» **Exercise**:
Set down exactly the lines running from the line with "Place a marker on the foreground" to the end of the listing below, both ends included.

» **Listed records**:
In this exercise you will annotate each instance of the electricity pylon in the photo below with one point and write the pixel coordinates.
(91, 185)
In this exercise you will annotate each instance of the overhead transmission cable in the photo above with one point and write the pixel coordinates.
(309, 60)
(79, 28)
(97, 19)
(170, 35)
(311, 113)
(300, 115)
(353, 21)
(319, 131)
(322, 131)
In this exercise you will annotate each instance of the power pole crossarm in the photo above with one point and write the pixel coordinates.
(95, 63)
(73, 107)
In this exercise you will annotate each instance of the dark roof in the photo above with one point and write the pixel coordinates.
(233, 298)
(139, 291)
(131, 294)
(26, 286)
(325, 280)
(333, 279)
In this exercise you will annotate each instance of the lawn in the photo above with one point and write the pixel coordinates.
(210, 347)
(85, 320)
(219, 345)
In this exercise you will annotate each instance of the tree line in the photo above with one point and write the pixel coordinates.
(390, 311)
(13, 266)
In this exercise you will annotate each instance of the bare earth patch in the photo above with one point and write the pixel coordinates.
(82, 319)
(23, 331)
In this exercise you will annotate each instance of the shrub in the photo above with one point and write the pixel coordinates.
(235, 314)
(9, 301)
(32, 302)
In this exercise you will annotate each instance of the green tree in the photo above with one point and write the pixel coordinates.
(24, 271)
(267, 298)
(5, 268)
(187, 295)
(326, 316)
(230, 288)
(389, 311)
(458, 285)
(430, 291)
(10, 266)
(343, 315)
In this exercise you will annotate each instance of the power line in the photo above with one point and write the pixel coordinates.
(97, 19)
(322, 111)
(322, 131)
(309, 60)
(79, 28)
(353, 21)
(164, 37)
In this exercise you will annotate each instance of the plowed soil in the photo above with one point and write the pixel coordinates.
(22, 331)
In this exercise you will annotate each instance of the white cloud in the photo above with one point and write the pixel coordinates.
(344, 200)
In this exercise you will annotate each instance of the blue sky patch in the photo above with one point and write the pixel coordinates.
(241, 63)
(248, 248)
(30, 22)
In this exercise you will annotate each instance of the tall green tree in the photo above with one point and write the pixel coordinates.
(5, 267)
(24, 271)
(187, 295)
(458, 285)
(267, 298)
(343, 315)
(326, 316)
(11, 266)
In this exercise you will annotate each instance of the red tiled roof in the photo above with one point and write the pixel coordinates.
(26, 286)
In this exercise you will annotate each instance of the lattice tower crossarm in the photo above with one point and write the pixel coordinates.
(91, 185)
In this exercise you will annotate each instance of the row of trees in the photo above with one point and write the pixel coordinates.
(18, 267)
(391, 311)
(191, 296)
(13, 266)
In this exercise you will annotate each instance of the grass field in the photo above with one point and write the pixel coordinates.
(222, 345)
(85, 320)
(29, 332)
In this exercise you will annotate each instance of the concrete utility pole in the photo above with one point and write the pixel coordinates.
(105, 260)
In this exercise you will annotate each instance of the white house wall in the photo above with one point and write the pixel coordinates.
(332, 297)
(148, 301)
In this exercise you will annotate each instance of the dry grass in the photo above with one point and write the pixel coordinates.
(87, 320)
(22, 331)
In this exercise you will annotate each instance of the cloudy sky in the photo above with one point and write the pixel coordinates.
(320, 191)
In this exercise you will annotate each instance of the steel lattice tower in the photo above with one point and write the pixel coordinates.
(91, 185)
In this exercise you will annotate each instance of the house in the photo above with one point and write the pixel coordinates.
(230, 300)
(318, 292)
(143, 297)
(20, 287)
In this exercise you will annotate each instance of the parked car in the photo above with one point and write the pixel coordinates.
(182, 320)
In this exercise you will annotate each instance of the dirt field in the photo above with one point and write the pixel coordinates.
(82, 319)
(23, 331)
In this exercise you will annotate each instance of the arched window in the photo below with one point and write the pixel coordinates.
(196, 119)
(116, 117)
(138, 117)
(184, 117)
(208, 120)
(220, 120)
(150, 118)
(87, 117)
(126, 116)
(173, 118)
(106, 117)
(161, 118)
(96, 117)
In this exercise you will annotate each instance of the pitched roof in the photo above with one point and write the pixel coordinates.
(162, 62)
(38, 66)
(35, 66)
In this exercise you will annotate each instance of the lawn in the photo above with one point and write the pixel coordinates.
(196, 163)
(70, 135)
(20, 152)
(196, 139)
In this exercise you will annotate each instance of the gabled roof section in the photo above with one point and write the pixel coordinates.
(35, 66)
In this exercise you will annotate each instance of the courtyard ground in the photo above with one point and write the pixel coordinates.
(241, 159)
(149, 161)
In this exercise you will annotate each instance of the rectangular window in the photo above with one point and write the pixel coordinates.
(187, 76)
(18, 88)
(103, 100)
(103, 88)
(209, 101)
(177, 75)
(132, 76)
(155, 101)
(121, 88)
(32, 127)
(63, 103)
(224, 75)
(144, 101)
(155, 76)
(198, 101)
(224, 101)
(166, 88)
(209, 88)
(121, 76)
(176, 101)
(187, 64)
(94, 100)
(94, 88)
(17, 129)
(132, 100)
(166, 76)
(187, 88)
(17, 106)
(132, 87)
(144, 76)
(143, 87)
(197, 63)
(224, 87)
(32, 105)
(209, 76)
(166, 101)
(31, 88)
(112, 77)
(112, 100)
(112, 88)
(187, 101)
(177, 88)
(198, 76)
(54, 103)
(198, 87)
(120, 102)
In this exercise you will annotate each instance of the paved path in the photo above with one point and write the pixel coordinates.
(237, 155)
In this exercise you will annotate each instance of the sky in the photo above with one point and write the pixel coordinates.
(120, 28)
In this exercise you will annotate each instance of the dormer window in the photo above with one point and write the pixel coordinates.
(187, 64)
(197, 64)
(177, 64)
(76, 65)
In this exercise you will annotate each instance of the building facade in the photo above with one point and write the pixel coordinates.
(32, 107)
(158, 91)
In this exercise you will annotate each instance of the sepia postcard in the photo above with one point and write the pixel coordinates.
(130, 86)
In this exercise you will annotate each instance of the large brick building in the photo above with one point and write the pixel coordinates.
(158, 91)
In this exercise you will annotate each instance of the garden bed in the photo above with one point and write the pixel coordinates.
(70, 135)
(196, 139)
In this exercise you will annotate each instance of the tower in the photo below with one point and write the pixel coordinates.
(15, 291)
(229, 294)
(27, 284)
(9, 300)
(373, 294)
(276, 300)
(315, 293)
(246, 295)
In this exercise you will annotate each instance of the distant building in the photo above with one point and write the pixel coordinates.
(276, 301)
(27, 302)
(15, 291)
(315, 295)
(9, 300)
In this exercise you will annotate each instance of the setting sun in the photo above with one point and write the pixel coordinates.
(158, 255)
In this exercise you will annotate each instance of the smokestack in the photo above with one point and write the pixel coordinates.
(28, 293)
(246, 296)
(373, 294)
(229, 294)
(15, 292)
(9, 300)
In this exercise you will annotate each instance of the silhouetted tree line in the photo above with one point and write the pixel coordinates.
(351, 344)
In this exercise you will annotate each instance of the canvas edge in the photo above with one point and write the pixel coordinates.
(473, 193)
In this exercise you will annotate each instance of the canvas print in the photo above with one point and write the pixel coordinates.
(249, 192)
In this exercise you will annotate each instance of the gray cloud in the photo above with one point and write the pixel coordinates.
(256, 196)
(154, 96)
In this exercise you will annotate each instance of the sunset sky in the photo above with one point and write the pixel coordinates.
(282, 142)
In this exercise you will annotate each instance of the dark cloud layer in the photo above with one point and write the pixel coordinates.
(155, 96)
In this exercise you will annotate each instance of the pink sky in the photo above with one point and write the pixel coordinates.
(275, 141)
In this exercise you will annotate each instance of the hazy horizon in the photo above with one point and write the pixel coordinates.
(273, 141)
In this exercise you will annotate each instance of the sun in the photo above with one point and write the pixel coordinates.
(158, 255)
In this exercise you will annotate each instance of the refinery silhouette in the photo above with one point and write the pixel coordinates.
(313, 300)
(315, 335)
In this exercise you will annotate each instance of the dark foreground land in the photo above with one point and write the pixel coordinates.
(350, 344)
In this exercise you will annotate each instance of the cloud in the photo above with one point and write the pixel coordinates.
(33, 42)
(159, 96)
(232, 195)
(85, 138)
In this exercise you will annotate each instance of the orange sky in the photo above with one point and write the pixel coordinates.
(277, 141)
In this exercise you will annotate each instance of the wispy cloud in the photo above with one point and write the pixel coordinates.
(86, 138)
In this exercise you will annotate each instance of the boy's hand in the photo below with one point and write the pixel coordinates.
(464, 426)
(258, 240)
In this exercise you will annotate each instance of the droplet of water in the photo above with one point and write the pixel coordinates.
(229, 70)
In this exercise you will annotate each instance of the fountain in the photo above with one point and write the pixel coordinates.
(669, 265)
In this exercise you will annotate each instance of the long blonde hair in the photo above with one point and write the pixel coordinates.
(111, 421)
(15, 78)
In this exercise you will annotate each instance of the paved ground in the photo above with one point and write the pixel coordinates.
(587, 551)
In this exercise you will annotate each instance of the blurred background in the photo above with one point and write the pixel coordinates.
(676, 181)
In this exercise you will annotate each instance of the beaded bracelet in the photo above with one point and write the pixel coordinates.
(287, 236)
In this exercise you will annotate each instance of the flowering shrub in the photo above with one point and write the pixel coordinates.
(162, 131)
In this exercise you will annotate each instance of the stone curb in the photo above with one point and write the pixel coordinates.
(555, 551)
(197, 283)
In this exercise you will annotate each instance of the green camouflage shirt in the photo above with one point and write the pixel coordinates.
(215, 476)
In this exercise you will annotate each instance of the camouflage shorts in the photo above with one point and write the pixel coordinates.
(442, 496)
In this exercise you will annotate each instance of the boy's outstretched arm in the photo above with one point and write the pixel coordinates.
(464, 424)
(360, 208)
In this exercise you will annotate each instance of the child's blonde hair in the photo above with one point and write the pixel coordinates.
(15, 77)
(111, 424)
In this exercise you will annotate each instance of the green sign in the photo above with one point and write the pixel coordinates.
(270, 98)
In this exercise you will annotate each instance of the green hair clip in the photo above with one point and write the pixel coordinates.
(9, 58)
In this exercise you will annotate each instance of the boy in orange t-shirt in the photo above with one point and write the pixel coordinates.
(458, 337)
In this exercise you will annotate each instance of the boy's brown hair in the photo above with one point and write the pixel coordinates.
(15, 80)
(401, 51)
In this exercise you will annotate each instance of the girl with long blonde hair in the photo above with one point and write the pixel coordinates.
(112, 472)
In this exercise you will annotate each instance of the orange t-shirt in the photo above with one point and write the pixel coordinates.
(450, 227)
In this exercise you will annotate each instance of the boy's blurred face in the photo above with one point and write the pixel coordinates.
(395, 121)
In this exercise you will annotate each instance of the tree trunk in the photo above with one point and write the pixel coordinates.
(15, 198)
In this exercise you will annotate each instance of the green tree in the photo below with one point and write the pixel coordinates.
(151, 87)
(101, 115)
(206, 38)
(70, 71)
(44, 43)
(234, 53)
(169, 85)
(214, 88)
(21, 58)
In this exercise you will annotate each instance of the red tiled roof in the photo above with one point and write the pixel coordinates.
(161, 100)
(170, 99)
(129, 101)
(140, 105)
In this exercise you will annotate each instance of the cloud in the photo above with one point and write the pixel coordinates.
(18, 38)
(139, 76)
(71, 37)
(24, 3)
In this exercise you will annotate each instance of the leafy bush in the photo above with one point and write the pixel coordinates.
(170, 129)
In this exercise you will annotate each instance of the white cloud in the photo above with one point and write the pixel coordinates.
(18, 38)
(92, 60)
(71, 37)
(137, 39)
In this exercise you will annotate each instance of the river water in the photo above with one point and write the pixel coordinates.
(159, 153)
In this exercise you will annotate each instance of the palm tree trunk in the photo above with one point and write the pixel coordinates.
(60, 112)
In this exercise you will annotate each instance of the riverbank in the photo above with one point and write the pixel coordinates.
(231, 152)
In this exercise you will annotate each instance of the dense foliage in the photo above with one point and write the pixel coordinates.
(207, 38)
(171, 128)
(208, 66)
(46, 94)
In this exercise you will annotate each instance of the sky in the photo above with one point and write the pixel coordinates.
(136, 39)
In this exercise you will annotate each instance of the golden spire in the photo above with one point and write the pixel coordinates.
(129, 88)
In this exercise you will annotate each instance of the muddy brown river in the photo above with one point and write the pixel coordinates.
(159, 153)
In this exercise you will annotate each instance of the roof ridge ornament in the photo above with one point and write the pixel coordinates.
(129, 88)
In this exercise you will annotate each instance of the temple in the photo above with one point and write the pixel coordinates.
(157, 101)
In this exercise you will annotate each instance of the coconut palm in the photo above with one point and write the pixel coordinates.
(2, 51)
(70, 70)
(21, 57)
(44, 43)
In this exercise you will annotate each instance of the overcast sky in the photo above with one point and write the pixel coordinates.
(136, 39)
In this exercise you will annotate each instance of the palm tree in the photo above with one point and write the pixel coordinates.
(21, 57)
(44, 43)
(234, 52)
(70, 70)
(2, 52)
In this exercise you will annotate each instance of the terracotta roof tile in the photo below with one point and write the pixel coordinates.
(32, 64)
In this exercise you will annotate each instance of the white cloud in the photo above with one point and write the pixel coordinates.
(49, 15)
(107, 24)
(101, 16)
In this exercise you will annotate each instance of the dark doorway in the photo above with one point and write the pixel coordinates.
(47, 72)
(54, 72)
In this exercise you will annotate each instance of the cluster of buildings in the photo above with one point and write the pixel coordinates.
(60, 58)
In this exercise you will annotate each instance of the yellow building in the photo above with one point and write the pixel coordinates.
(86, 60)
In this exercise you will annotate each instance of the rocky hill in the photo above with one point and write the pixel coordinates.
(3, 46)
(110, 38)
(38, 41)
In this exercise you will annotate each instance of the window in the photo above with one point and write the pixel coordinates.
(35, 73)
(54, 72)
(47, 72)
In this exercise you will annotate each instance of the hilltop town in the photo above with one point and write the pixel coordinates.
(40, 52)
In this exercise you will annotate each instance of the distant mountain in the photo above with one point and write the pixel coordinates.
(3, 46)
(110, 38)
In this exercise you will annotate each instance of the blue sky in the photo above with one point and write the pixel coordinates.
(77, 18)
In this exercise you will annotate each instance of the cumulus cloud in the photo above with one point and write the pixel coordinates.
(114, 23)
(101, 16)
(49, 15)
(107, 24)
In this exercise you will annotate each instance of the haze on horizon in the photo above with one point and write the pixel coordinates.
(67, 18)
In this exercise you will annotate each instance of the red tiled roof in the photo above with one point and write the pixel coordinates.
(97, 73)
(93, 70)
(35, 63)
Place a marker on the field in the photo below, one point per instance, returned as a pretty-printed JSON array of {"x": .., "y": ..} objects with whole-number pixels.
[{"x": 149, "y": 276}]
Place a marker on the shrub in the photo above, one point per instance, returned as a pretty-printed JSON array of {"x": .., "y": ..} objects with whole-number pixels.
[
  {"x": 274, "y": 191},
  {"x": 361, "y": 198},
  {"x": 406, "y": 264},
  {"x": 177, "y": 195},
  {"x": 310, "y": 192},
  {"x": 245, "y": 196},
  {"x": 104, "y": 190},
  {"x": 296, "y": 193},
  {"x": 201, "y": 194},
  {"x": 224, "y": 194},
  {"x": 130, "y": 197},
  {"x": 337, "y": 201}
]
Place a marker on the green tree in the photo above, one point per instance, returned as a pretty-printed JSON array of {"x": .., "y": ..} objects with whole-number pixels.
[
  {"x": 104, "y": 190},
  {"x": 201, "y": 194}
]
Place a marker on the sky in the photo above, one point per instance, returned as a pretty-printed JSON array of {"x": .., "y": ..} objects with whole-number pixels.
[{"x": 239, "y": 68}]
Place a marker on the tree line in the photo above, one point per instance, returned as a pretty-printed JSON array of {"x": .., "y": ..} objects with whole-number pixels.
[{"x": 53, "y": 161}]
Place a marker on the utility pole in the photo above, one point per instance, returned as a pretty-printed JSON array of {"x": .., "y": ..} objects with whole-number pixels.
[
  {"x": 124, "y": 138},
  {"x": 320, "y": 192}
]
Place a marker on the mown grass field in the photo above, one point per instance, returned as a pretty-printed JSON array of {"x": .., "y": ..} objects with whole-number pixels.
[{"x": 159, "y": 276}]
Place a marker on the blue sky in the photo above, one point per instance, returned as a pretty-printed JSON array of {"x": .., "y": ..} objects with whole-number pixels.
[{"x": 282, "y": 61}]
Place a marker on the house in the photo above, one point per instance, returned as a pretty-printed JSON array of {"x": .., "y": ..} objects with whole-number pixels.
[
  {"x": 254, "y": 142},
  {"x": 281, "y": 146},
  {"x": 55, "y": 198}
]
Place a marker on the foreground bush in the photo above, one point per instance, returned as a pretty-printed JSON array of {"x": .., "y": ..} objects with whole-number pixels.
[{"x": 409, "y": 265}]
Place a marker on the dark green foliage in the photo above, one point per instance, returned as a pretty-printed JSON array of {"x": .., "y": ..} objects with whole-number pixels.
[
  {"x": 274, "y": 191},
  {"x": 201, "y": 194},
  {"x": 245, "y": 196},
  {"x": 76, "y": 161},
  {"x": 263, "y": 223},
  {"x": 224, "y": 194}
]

» **Response box**:
Place a marker on the foreground bush in the photo above, one point per instance, returned as a pretty-printed JSON array of {"x": .., "y": ..} objects with whole-number pixels.
[{"x": 409, "y": 265}]
Place a marker on the dark green foliage in the photo above, one point per instance, returned as a pretty-printed JSON array of {"x": .., "y": ..} objects with whole-number pixels.
[
  {"x": 274, "y": 191},
  {"x": 201, "y": 194},
  {"x": 245, "y": 196},
  {"x": 76, "y": 161},
  {"x": 263, "y": 223},
  {"x": 224, "y": 194}
]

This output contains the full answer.